= Do zrobienia =
a - Wypisz wszystkie informacje o usłudze „Bezpieczny internet”, jakie podaje tekst o internecie od Toyi. Pomiń oceny osoby piszącej.
b - Dalej pisz historię o usłudze „Bezpieczny internet” w Toyi, zaczynając od miejsca, w którym tekst się kończy.

= Tekst do przeczytania =
Momencik, trwa przetwarzanie danych   loading-animation
zarchiwizowany

#79575

przez ~Aga2 ·
| było | Do ulubionych
Piekielność drobna, ale uciążliwa.

Niedawno się przeprowadziłam, a w nowym mieszkaniu warto jest mieć internet. Zdecydowałam się na Toyę.
Przy podpisywaniu umowy uprzedzono mnie, że Toya każdemu nowemu użytkownikowi włącza usługę "Bezpieczny internet", która jest darmowa chyba przez miesiąc, a w kolejnych miesiącach dopłaca się 5 zł do rachunku. Niby niezbyt dużo, ale na nic mi ta usługa nie jest potrzebna (zasadniczo z tego co zrozumiałam, to umożliwia ona pobranie "darmowo" jakiegoś antywirusa, za którego normalnie się płaci). Ale nie można od razu z niej zrezygnować. Włączają zawsze.

= Podane informacje =
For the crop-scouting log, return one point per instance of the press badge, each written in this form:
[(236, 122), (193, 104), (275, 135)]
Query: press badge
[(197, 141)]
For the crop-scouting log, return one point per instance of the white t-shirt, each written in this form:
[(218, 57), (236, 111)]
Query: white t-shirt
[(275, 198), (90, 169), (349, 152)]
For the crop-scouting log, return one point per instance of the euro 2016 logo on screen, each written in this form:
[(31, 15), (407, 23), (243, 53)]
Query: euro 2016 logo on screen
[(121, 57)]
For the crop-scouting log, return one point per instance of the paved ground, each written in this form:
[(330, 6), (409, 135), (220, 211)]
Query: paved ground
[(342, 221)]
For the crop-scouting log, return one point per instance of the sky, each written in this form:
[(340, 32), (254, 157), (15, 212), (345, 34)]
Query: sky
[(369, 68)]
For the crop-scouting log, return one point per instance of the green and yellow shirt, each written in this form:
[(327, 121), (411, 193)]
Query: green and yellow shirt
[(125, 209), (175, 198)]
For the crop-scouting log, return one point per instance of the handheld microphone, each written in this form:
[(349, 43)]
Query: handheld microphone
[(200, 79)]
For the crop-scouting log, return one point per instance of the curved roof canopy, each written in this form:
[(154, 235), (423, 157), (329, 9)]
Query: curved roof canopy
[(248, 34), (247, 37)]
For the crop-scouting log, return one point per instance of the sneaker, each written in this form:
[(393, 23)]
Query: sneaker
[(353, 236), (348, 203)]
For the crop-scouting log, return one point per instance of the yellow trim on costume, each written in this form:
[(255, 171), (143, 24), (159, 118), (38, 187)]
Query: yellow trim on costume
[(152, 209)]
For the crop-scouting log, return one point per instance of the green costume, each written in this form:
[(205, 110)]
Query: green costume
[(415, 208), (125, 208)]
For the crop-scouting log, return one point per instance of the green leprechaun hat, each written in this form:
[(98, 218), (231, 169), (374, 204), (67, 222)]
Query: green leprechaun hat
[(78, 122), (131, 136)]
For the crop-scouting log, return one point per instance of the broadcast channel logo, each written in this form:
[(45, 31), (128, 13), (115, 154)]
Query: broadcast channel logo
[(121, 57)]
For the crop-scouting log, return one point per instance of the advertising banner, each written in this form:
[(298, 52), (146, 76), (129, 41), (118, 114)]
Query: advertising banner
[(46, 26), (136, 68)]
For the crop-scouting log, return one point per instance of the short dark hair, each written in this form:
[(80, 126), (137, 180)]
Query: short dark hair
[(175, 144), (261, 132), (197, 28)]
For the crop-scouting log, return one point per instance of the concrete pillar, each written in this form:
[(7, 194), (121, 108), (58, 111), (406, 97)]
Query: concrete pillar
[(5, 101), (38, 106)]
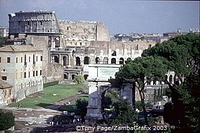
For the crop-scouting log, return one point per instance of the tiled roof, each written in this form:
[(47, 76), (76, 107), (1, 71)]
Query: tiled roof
[(4, 85), (12, 48)]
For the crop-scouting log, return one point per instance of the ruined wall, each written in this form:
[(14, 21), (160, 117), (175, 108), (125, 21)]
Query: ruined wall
[(33, 22), (49, 70), (84, 31), (55, 72)]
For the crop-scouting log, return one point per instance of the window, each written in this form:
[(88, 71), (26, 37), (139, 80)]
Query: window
[(33, 59), (24, 74), (8, 59), (4, 77), (113, 53), (33, 73)]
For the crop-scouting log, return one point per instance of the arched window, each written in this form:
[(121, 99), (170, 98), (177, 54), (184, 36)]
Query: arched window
[(86, 60), (56, 59), (121, 61), (73, 77), (86, 76), (64, 61), (113, 53), (170, 79), (113, 61), (149, 45), (78, 62), (66, 76), (166, 77), (105, 60), (97, 60)]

= Wyniki zadań =
a -
- Toya włącza ją każdemu nowemu użytkownikowi.
- Jest darmowa chyba przez miesiąc.
- W kolejnych miesiącach dopłaca się za nią 5 zł do rachunku.
- Umożliwia „darmowe” pobranie antywirusa, za którego normalnie się płaci (tak zrozumiała to osoba pisząca).
- Nie można od razu z niej zrezygnować.

b -
Minęło kilka dni, rozlokowałam się w mieszkaniu i dzisiaj uznałam, że warto tę usługę wyłączyć, żeby potem nie zapomnieć. Dzwonię na infolinię i co? I nie mogę jej wyłączyć, bo musi minąć co najmniej 14 dni od włączenia...
Tak to sobie Toya zbiera dodatkowe pieniądze, od ludzi, którzy zapomną usługę wyłączyć albo nawet nie zostaną o niej poinformowani i jeszcze utrudnia jej wyłączenie...

Toya

Skomentuj (10) Pobierz ten tekst w formie obrazka
Ocena: 23 (71)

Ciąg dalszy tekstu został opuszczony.